[Extrait]

☆ ☆ ☆ ☆ ☆ ☆ ☆

L'idée de la libération de l'homme noir de la domination
européenne en lui conférant tous les avantages pour une vie
heureuse date en Afrique de plusieurs siècles. Nonobstant, en cette
année 2010, année du 125e anniversaire de la conférence de
Berlin qui a amené au découpage de l'Afrique et dont beaucoup
pensent être à l'origine de tous les malheurs qui sévissent
en terre africaine, année où 17 pays du continent
célèbrent leurs 50 ans d'accession à la
souveraineté internationale. Le rêve du développement du
continent noir demeure toujours une utopie. D'où notre premier chapitre
en cette deuxième partie de se préoccupe d'interroger la
conception de la notion du développement en Afrique ainsi que visiter
l'apport de certains philosophes africains en ce domaine. I.1.
Approche historique de la notion en Afrique noire « La
notion du développement est un concept lié à
l'évolution des sociétés. Depuis l'époque
postcoloniale, cette notion a fait l'Object de grands débats et discours
dans les Etats africains qualifiés aujourd'hui de pays en voie de
développement » . La fièvre de la quête du
développement de l'Afrique noire peut se situer aux environs des
années 1960. Ainsi, les recherches des hommes suffisamment avisés
ont montré qu'il y avait même méprise de la signification
de la notion de développement. Le penseur camerounais Ebenezer Njoh
Mouellé abondant dans le même sens, soulignait déjà
que pour le commun des mortels, le développement renvoyait à
l'accumulation des biens. Au nom de cette conception purement économique
et quantitative, plusieurs politiques africaines ont jugé
nécessaire de reléguer la réflexion en dernier plan dans
le processus du développement tant désiré par les
populations noires. I.2. L'ambiguïté de la notion
Considéré dans sa dimension historiciste,
l'idée du développement en Afrique noire, depuis les
indépendances, se dégage comme un problème majeur et aux
contours divergents. L'impression qui s'en est dégagé jusque
là est celle d'une réalité ambigüe dont le vague
même a longtemps caractérisé les démarches
africaines vers la modernité : un ensemble épars d'actions dont
la portée humanisant souffre jusque là d'un fort manque de
considération. Stimulée par des modèles et
réalité idylliques des pays développés d'Europe,
l'action totale africaine en vue du développement s'est
caractérisée par une sorte de légitimation du capital
matériel. L'édification d'une économie fondée
entièrement sur les matières premières du sous sol et du
sol venait ainsi faire abstraction des paravents nécessaires et
essentiels pour le développement : l'homme comme centre de toute
réalité sociale. En effet, lion de toutes ces
préoccupations que l'on juge aujourd'hui fondamentales, le terme
développement est devenu un fourre-tout ; et l'on intègre
allègrement, comme une seule et même idée, un ensemble
d'avoirs : usines, routes asphaltés, voitures de luxe, gratte-ciel,
villas somptueuses, bref, tout le confort possible venant nourrir toutes les
illusions de bonheur, de grandeur, de pouvoir et de superpuissance. Un climat
propice pour élaborer de nouveaux mythes tels celui du
développement mis en exergue par le désir manifesté par
les gouvernements africains et les donateurs internationaux en vue de la
suppression de la misère et des disparités existantes entre
l'occident et l'Afrique, consacrant ainsi une politique
économico-matérialiste. Il va de soi que de tels actes aient
été à chaque fois dénués de toute analyse
profonde sur les conditions de possibilité, d'avancement et de
viabilité sociale de telle ou telle idéologie politico
économique, de telle société ou industrie de production,
telle entreprise dans le monde occidental où s'est
développé, au fil des temps, une véritable culture
industrielle, avant qu'elles ne soient transportés et implantées
en Afrique noire. Que les dirigeant africains et les internationaux n'aient
pas pris en compte les réalités fondamentales de l'Afrique
authentique constitue pour les philosophes et penseurs africains et
non-africains un problème réel. Toutefois au-delà de cet
état de choses, les philosophes africains dont invoquerons dans le point
qui va suivre estiment que le problème majeur du développement en
Afrique noire est davantage un problème de sens et de réalisme
qui consiste à prendre pour priorité des aspects secondaires d'un
fait et à restreindre l'univers des termes, signes, pratiques et
actions, attitudes et qualités assortis au développement à
la seule dimension matérialiste. Pour eux, le développement
suppose la conjonction d'un vaste ensemble de paramètres
interdépendants dans la réalisation de l'être et du bien
être des hommes. Il est cependant vrai que mener une vie heureuse suppose
un minimum de confort matériel, mais on n'a aucun droit de tenir
l'embourgeoisement matériel comme une fin en soi.

☆ ☆ ☆ ☆ ☆ ☆ ☆

[Consignes]
[1] Dans l'extrait sur le développement en Afrique noire, à quoi, selon Ebenezer Njoh Mouellé, le développement renvoyait-il pour le commun des mortels ?
[2] Donnez la suite de l'extrait sur le développement en Afrique noire, à partir de sa dernière phrase.
La liste présentée ensuite constitue un document indépendant de l'extrait.

[Données brutes]
☆ ☆ ☆ ☆ ☆ ☆ ☆

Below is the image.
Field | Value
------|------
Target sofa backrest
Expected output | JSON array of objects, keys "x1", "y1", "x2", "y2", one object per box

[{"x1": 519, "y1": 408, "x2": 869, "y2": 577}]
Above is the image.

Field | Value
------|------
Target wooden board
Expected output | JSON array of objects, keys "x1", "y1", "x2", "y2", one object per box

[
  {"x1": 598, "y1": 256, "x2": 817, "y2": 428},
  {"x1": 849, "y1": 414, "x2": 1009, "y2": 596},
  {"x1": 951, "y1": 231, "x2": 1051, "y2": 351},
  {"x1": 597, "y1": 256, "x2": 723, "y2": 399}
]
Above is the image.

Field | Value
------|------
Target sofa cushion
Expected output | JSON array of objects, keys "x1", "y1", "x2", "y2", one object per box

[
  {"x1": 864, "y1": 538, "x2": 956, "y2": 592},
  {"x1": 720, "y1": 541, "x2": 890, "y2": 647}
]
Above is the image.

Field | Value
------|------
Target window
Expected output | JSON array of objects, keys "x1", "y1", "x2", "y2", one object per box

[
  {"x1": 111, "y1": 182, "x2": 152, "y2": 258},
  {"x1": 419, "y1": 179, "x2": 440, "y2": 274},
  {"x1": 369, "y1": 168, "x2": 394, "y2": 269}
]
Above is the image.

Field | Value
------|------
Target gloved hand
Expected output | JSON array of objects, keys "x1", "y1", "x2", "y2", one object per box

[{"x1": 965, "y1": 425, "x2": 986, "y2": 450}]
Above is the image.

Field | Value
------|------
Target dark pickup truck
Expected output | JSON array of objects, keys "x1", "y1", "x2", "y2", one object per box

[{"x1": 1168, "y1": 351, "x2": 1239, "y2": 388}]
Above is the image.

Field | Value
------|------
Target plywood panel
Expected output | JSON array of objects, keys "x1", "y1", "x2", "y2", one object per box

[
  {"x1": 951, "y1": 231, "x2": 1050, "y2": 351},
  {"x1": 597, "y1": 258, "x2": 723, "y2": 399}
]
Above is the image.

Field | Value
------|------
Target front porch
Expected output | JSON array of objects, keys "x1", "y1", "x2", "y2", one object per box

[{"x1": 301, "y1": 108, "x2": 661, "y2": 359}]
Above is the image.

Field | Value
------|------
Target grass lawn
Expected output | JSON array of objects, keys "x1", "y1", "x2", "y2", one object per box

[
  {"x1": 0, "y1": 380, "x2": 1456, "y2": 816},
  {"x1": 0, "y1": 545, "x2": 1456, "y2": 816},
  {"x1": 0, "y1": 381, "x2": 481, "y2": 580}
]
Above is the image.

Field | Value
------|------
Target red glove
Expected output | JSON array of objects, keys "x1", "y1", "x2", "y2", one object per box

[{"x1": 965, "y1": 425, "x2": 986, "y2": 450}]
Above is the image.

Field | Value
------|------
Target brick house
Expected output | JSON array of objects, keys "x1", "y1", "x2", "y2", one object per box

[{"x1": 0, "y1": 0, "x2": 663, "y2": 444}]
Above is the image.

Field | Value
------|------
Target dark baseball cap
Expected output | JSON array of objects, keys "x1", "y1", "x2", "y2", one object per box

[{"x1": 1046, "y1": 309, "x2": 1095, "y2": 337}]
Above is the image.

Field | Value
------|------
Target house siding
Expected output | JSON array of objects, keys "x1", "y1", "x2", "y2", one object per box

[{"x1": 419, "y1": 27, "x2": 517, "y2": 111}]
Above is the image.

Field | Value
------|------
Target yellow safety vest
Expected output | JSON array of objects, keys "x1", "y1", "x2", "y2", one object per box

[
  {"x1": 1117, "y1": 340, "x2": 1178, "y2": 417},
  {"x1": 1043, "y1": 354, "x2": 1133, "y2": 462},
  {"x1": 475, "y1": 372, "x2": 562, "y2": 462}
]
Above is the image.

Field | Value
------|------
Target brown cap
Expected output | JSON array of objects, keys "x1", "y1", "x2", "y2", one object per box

☆ ☆ ☆ ☆ ☆ ☆ ☆

[Corrigé]
[1] À l'accumulation des biens.

[2]
I.3. Approches synthétiques de certains penseurs
africains Traitant du statut de la pensée et la
question du développement en Afrique noire, nous avons utile
d'interroger trois auteurs africains à savoir : Ebenezer Ndjoh
Mouellé, Yaovi Akakpo et Kuakuvi Mawulé Ebenezer Njoh
Mouellé Par son titre très révélateur,
l'ouvrage De la médiocrité à l'excellence, du philosophe
camerounais, Ebeneze Njoh Mouellé, est un essai qui comporte de
nombreuses analyses et qui traite surtout de la signification humaine du
développement. Ainsi au regard des méthodes et de la
dérive actuelle du processus du développement en Afrique noire,
la vision mouellienne du développement apparait aujourd'hui comme une
nouveauté ; une reforme des cadres moraux et des conceptions par
lesquels on a tôt fait de définir le développement
unilatéralement par rapport à l'embourgeoisement. Il s'agit
davantage d'une lecture essentialiste du développement se
répercutant dans toutes ses dimensions humaines et matérielles.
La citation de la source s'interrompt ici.